+++ SUPPLIED MATERIAL +++

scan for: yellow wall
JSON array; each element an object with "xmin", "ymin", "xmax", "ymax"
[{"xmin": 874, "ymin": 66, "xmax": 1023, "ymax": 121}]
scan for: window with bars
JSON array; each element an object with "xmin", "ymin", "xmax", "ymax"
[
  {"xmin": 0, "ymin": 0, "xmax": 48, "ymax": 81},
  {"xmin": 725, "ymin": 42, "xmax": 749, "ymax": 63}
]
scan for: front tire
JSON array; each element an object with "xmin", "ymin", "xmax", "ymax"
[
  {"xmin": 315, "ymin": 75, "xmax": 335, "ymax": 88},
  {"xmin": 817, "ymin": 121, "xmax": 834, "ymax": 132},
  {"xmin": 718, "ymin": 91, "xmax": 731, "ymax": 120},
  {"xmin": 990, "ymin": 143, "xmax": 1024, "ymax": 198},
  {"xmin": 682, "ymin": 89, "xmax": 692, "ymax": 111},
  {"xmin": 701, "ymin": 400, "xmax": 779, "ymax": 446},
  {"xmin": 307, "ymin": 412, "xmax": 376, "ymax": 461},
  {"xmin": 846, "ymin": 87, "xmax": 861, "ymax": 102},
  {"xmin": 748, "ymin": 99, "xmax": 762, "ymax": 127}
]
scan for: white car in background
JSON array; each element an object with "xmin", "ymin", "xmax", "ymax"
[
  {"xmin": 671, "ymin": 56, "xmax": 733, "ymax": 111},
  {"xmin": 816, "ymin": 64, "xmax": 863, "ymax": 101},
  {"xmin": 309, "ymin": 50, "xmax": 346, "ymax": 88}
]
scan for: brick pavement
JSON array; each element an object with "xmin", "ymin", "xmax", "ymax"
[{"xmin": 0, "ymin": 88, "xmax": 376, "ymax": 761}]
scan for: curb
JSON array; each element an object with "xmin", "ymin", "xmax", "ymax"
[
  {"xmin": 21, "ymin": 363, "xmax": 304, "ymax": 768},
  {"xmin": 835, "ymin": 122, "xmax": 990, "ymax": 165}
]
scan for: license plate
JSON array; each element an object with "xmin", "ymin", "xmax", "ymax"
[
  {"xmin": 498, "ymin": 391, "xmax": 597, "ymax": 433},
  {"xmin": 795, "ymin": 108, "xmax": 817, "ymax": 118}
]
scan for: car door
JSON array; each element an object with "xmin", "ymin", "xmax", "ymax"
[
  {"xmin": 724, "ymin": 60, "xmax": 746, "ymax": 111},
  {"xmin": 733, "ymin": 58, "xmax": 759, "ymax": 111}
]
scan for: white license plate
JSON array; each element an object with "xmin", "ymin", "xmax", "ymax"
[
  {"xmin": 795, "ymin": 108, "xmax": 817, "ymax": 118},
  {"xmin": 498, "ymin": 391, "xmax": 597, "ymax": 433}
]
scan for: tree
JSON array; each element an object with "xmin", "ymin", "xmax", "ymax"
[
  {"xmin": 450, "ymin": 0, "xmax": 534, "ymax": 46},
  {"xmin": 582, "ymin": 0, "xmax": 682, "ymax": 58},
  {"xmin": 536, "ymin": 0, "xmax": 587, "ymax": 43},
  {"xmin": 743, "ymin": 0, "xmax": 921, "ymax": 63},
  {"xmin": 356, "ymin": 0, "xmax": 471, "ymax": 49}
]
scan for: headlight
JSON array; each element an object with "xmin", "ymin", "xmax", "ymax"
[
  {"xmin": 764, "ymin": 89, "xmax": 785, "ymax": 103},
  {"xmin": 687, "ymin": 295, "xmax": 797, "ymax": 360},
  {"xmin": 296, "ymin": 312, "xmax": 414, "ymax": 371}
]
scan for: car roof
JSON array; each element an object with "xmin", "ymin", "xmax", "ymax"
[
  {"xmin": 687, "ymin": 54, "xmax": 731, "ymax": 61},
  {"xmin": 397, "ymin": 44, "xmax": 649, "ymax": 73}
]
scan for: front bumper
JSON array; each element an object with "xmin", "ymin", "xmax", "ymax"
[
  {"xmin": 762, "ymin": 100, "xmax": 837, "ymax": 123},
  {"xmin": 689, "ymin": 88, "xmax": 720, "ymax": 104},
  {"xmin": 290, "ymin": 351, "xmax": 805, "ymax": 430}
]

+++

_EXERCISE REQUIREMENTS_: Output the entries exactly.

_RESULT OF THE EXERCISE_:
scan for: yellow wall
JSON array; each element an object with "xmin", "ymin", "xmax", "ymax"
[{"xmin": 874, "ymin": 66, "xmax": 1023, "ymax": 121}]
scan for: window with bars
JSON array; each element an object with "xmin", "ymin", "xmax", "ymax"
[
  {"xmin": 0, "ymin": 0, "xmax": 48, "ymax": 81},
  {"xmin": 725, "ymin": 42, "xmax": 749, "ymax": 63}
]
scan for: front tire
JSON array; each element an object with "xmin", "ymin", "xmax", "ymax"
[
  {"xmin": 315, "ymin": 75, "xmax": 335, "ymax": 88},
  {"xmin": 817, "ymin": 121, "xmax": 834, "ymax": 132},
  {"xmin": 718, "ymin": 91, "xmax": 731, "ymax": 120},
  {"xmin": 990, "ymin": 143, "xmax": 1024, "ymax": 198},
  {"xmin": 682, "ymin": 89, "xmax": 692, "ymax": 111},
  {"xmin": 701, "ymin": 400, "xmax": 779, "ymax": 446},
  {"xmin": 307, "ymin": 412, "xmax": 376, "ymax": 461},
  {"xmin": 846, "ymin": 87, "xmax": 861, "ymax": 102},
  {"xmin": 748, "ymin": 99, "xmax": 762, "ymax": 127}
]
scan for: white car in background
JSON array; each element an object with "xmin", "ymin", "xmax", "ymax"
[
  {"xmin": 671, "ymin": 56, "xmax": 733, "ymax": 111},
  {"xmin": 816, "ymin": 64, "xmax": 863, "ymax": 101},
  {"xmin": 309, "ymin": 50, "xmax": 346, "ymax": 88}
]
scan for: brick pavement
JSON array; each element an object with "xmin", "ymin", "xmax", "ymax"
[{"xmin": 0, "ymin": 88, "xmax": 376, "ymax": 761}]
scan for: curb
JSON array; each element an object with "xmin", "ymin", "xmax", "ymax"
[
  {"xmin": 21, "ymin": 363, "xmax": 304, "ymax": 768},
  {"xmin": 835, "ymin": 122, "xmax": 990, "ymax": 165}
]
scan for: license plate
JSON array; each element an object with "xmin", "ymin", "xmax", "ymax"
[
  {"xmin": 498, "ymin": 391, "xmax": 597, "ymax": 433},
  {"xmin": 795, "ymin": 108, "xmax": 817, "ymax": 118}
]
scan for: car door
JSON array; each element an object with "xmin", "ymin", "xmax", "ymax"
[
  {"xmin": 724, "ymin": 60, "xmax": 746, "ymax": 111},
  {"xmin": 733, "ymin": 58, "xmax": 759, "ymax": 111}
]
scan for: white license plate
JSON array; each element an object with "xmin", "ymin", "xmax", "ymax"
[
  {"xmin": 795, "ymin": 108, "xmax": 817, "ymax": 118},
  {"xmin": 498, "ymin": 391, "xmax": 597, "ymax": 433}
]
scan for: tree
JSON array; each element an object with "xmin", "ymin", "xmax", "ymax"
[
  {"xmin": 450, "ymin": 0, "xmax": 534, "ymax": 46},
  {"xmin": 582, "ymin": 0, "xmax": 682, "ymax": 58},
  {"xmin": 536, "ymin": 0, "xmax": 587, "ymax": 43},
  {"xmin": 743, "ymin": 0, "xmax": 921, "ymax": 63},
  {"xmin": 356, "ymin": 0, "xmax": 471, "ymax": 49}
]
scan for: headlight
JSON array; each element an object with "xmin", "ymin", "xmax", "ymax"
[
  {"xmin": 764, "ymin": 89, "xmax": 785, "ymax": 103},
  {"xmin": 687, "ymin": 295, "xmax": 797, "ymax": 360},
  {"xmin": 296, "ymin": 312, "xmax": 414, "ymax": 371}
]
scan for: car roof
JSON array; each element an object with "xmin", "ymin", "xmax", "ymax"
[
  {"xmin": 687, "ymin": 54, "xmax": 731, "ymax": 61},
  {"xmin": 397, "ymin": 44, "xmax": 649, "ymax": 73}
]
scan for: front bumper
JSON array; each element an object with "xmin", "ymin", "xmax", "ymax"
[
  {"xmin": 762, "ymin": 100, "xmax": 837, "ymax": 123},
  {"xmin": 689, "ymin": 88, "xmax": 720, "ymax": 104},
  {"xmin": 290, "ymin": 351, "xmax": 805, "ymax": 430}
]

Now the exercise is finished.